Work request:
Report each line from the listing that the string "below" appears in.

Information given:
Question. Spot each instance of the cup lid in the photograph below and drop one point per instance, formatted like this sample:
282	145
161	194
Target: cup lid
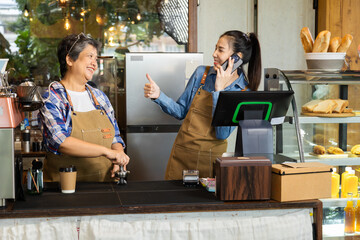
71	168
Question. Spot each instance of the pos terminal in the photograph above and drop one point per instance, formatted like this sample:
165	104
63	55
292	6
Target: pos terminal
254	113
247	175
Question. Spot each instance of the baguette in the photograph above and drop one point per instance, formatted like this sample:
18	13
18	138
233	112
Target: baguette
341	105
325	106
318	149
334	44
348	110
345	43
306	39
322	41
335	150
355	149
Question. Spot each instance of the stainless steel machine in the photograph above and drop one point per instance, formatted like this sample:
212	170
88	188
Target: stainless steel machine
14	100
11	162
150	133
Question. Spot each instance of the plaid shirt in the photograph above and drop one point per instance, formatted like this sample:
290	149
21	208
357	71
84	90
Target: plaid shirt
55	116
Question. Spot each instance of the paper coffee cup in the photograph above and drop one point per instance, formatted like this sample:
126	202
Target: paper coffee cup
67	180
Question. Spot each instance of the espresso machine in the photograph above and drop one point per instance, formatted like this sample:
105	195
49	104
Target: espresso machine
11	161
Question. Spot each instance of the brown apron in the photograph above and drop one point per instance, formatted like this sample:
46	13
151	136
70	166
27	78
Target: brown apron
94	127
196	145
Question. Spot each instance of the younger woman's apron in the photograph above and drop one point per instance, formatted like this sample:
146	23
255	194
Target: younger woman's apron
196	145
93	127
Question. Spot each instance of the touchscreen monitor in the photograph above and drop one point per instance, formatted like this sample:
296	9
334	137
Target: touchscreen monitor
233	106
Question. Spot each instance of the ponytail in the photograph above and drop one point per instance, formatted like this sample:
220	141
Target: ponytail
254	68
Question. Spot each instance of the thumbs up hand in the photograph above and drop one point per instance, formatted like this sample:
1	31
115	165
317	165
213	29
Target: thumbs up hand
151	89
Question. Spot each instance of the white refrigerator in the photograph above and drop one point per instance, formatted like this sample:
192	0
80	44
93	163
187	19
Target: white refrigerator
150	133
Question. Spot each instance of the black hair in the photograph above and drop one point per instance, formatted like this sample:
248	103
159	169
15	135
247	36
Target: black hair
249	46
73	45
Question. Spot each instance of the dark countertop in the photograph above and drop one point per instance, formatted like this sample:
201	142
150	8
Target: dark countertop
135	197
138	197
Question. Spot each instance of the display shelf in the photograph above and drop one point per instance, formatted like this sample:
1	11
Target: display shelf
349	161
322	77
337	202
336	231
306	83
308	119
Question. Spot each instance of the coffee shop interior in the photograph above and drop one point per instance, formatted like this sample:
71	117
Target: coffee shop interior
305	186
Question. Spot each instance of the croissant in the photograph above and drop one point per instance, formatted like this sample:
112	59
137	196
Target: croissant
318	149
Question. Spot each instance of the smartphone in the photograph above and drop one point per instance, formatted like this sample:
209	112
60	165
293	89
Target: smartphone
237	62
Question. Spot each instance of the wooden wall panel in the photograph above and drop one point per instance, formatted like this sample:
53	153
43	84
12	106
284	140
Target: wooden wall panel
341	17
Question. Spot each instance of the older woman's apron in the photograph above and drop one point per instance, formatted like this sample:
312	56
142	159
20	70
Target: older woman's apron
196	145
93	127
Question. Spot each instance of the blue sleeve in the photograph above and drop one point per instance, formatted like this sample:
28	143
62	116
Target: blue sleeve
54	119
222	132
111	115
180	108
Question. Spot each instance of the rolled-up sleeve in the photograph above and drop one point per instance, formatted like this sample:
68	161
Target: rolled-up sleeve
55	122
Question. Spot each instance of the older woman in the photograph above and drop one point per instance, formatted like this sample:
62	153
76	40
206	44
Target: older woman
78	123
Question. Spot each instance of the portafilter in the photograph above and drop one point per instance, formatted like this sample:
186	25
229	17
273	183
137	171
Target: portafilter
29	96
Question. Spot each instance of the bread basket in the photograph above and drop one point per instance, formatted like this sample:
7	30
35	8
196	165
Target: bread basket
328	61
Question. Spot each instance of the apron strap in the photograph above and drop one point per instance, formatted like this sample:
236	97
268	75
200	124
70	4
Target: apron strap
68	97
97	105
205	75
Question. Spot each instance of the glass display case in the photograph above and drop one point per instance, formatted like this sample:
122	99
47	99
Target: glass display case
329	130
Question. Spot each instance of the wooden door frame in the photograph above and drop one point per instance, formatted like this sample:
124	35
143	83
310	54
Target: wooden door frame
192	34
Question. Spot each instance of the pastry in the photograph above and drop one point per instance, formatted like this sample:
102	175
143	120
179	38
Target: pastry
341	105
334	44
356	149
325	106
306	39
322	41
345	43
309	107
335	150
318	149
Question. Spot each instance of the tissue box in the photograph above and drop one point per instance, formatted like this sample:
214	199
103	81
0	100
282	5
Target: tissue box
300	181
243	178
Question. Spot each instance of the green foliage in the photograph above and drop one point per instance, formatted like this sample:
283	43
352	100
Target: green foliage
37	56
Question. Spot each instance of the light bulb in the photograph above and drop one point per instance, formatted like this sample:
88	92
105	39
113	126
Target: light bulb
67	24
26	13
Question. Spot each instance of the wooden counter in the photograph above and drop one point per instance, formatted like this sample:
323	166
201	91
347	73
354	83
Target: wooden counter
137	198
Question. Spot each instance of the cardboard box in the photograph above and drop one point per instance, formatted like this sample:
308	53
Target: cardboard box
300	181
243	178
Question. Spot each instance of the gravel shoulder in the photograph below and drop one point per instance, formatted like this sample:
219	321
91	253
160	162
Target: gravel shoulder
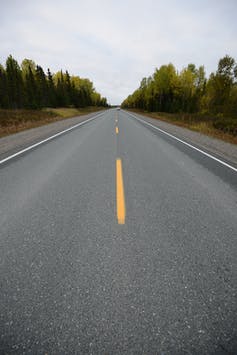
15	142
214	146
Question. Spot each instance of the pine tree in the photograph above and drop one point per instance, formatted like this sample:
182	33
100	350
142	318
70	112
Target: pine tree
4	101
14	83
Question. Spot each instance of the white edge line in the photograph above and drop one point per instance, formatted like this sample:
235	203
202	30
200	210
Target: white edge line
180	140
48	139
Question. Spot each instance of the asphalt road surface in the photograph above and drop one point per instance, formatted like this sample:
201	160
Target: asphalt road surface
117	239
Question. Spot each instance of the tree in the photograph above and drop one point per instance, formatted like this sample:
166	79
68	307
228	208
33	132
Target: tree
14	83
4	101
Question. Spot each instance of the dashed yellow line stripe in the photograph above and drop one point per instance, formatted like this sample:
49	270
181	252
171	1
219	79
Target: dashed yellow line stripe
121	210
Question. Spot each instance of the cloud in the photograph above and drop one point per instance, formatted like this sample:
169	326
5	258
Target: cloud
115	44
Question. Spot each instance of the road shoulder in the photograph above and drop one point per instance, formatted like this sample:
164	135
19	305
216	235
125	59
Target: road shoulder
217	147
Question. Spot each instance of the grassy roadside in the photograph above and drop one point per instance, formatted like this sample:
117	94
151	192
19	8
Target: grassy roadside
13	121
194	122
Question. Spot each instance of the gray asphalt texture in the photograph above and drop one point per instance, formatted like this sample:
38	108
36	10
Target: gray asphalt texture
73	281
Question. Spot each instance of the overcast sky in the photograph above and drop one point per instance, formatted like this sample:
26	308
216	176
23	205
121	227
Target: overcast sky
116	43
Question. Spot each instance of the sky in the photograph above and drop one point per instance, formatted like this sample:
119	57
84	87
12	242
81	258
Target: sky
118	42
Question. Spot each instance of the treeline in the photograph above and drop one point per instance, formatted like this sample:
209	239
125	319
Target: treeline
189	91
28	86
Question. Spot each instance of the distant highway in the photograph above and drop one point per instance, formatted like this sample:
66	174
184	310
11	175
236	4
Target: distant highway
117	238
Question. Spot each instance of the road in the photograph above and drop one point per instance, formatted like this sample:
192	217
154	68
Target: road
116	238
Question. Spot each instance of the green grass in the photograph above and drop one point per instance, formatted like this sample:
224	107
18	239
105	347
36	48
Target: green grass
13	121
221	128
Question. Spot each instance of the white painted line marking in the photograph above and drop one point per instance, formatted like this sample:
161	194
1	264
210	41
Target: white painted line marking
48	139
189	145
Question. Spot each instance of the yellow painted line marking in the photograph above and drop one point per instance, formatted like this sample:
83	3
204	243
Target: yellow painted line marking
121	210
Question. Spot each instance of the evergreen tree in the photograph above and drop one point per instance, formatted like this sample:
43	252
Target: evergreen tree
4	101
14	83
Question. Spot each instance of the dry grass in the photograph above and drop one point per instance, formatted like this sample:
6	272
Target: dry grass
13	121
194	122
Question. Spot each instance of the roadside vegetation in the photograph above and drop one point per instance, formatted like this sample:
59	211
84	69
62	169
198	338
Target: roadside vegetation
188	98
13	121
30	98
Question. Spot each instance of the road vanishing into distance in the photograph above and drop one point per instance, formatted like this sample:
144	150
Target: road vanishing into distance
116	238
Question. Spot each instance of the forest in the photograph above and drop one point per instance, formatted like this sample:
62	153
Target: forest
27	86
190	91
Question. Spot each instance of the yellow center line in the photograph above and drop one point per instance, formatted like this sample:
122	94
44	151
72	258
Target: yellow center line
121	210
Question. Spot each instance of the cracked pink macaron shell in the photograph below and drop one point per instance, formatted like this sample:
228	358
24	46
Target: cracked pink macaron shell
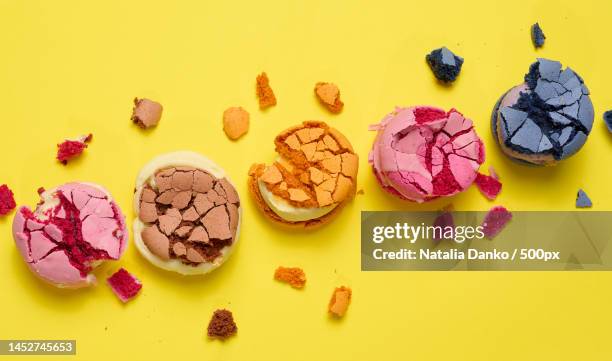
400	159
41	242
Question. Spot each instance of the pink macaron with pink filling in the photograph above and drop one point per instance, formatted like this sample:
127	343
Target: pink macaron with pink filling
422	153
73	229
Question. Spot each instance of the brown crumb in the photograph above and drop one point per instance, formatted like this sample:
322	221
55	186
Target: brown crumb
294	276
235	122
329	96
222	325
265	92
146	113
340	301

Task output:
Question. Spot each instance of the cup lid in the photograph below and drop one point per instance, formatted like this sample:
Question. Spot each instance of the gravel shoulder in the photograph below and drop one point per instance, formatted like this sample:
Question. Spot each instance of the cracked pink macaron shell in the photograph below and drop one point per instance, formatted like this sample:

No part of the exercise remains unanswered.